BRIEF: Set down every entry word for word. Omit the pictures.

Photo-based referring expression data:
------------------------------------------------------------
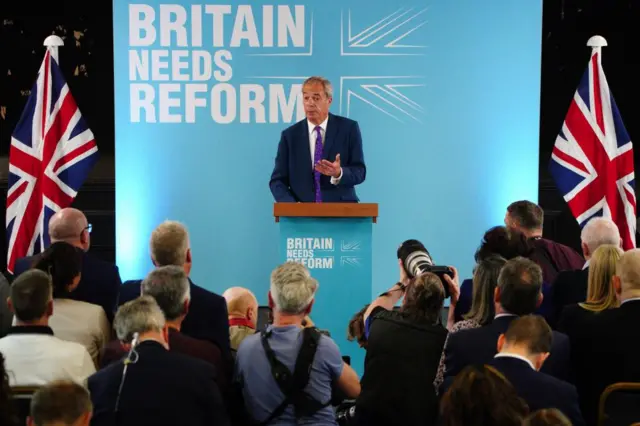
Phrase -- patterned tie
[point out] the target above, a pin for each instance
(317, 156)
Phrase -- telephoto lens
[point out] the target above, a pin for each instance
(417, 260)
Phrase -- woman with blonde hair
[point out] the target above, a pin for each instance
(600, 292)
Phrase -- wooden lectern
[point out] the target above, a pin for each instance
(334, 242)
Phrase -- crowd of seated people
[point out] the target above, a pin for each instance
(533, 338)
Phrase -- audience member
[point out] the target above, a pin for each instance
(33, 355)
(485, 280)
(207, 317)
(169, 287)
(497, 241)
(600, 294)
(157, 386)
(518, 293)
(242, 308)
(553, 257)
(100, 281)
(481, 396)
(6, 316)
(523, 350)
(291, 297)
(547, 417)
(403, 350)
(570, 287)
(61, 403)
(73, 320)
(612, 345)
(7, 412)
(355, 331)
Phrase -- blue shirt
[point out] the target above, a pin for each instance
(261, 392)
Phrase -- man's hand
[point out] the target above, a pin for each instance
(328, 168)
(454, 286)
(404, 278)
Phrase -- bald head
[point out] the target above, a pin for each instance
(70, 225)
(627, 278)
(599, 231)
(241, 303)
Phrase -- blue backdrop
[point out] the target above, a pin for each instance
(446, 94)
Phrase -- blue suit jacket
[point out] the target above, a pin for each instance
(540, 390)
(99, 283)
(207, 318)
(479, 345)
(160, 388)
(292, 177)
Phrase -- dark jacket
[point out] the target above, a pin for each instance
(207, 318)
(99, 283)
(478, 346)
(292, 178)
(160, 388)
(539, 390)
(179, 343)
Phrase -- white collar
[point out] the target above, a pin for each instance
(323, 125)
(516, 356)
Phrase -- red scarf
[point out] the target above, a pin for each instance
(241, 322)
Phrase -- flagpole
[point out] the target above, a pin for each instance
(53, 42)
(597, 43)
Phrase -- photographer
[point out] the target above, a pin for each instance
(403, 352)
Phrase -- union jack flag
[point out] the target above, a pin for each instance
(592, 160)
(52, 151)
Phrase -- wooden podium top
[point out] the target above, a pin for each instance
(326, 210)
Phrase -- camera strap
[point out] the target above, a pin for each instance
(293, 385)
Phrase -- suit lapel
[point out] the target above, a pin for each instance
(330, 137)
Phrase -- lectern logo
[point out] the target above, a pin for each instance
(320, 253)
(314, 253)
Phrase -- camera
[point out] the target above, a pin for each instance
(417, 260)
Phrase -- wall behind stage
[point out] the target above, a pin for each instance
(446, 93)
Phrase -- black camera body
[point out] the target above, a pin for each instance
(417, 260)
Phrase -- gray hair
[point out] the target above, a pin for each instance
(292, 288)
(169, 243)
(169, 286)
(326, 84)
(141, 315)
(599, 231)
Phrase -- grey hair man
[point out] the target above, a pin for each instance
(570, 287)
(159, 386)
(169, 286)
(31, 301)
(100, 280)
(291, 297)
(207, 319)
(329, 137)
(71, 226)
(599, 231)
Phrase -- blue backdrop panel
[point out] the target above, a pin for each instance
(446, 94)
(338, 254)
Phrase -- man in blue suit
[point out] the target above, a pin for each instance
(319, 159)
(100, 280)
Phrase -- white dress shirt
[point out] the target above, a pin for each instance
(81, 322)
(520, 357)
(35, 359)
(313, 136)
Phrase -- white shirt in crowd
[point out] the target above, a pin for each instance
(35, 357)
(81, 322)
------------------------------------------------------------
EXERCISE OUTPUT:
Phrase -- patterned tie
[point out] the target above, a pin for each instance
(317, 156)
Phrase -- telephoto lens
[point out] the target above, a pin for each instance
(417, 260)
Phrase -- woman with blonde hair
[point out] the target above, a pin for each instance
(600, 292)
Phrase -- wooden lectern
[point out] the target above, a pin for each instance
(334, 242)
Phrase -- crowd of seated people
[point out] the target above, a pin for each instance
(533, 338)
Phrase -- audience member
[point out] the target above, a pin for each instance
(33, 355)
(485, 280)
(207, 317)
(169, 287)
(497, 241)
(600, 294)
(157, 386)
(518, 293)
(242, 308)
(553, 257)
(100, 281)
(481, 396)
(6, 316)
(523, 350)
(291, 297)
(547, 417)
(403, 350)
(570, 287)
(61, 403)
(73, 320)
(612, 345)
(7, 412)
(355, 331)
Phrase -- blue shirt
[point out] the target above, a pin for each instance
(261, 392)
Phrase -- man's hand
[point out] the target above, a pin for each instance
(328, 168)
(454, 286)
(404, 278)
Phrase -- bald head
[point out] the target above, a pin for each instance
(70, 225)
(627, 278)
(599, 231)
(241, 303)
Phrase -- blue backdrop
[point out] the target above, a pin for each instance
(446, 94)
Phrase -- blue suit jacket
[point out] the target above, a pin for each instance
(540, 390)
(99, 283)
(207, 318)
(479, 345)
(160, 388)
(292, 177)
Phrase -- dark jacket
[point out] the target above, a pin for each instance
(207, 318)
(99, 283)
(478, 346)
(292, 178)
(160, 388)
(539, 390)
(179, 343)
Phrase -- white collar
[point out] the target above, a pin for each instance
(323, 125)
(516, 356)
Phrase -- red scarf
[point out] the target above, a pin for each instance
(241, 322)
Phrase -- flagpole
[point out] the target above, a pin for each instance
(53, 42)
(597, 43)
Phrase -- photographer
[point out] the target above, a pin for each instance
(403, 352)
Phrase -- union jack flag
[point out] the target above, a pin for each instance
(592, 160)
(52, 151)
Phrase -- wooden podium top
[point out] the target above, a pin for each instance
(326, 210)
Phrase -- camera strap
[point out] the target above, a pin for each instance
(293, 385)
Phrase -- suit lapel
[point out] the target above, a pin for each instance
(330, 137)
Phrase -- lectern logo
[point out] the target above, a pin for each instance
(320, 253)
(314, 253)
Phrase -- camera
[point out] the target above, a pin for each instance
(417, 260)
Phrase -- wall behind stage
[point out] the target above, a pin for each instance
(446, 93)
Phrase -- black camera body
[point out] the target above, a pin for each instance
(417, 260)
Phrase -- gray hair
[point out] the target above, a pin for each instance
(292, 288)
(169, 243)
(169, 286)
(326, 84)
(141, 315)
(599, 231)
Phrase -- grey hair man
[point out] the target above, a pin for each instance
(570, 287)
(159, 386)
(169, 286)
(31, 301)
(100, 280)
(291, 297)
(207, 319)
(329, 137)
(71, 226)
(599, 231)
Phrase -- blue backdrop panel
[point out] the target above, a pin for each instance
(446, 94)
(338, 254)
Phrase -- man in blue suit
[point out] the target above, a pin for each instance
(319, 159)
(100, 280)
Phrase -- white dress shirt
[point out] the target above, a pin for each instance
(81, 322)
(520, 357)
(35, 359)
(313, 136)
Phrase -- white shirt in crowd
[point out] the target above, a pin for each instance
(35, 357)
(81, 322)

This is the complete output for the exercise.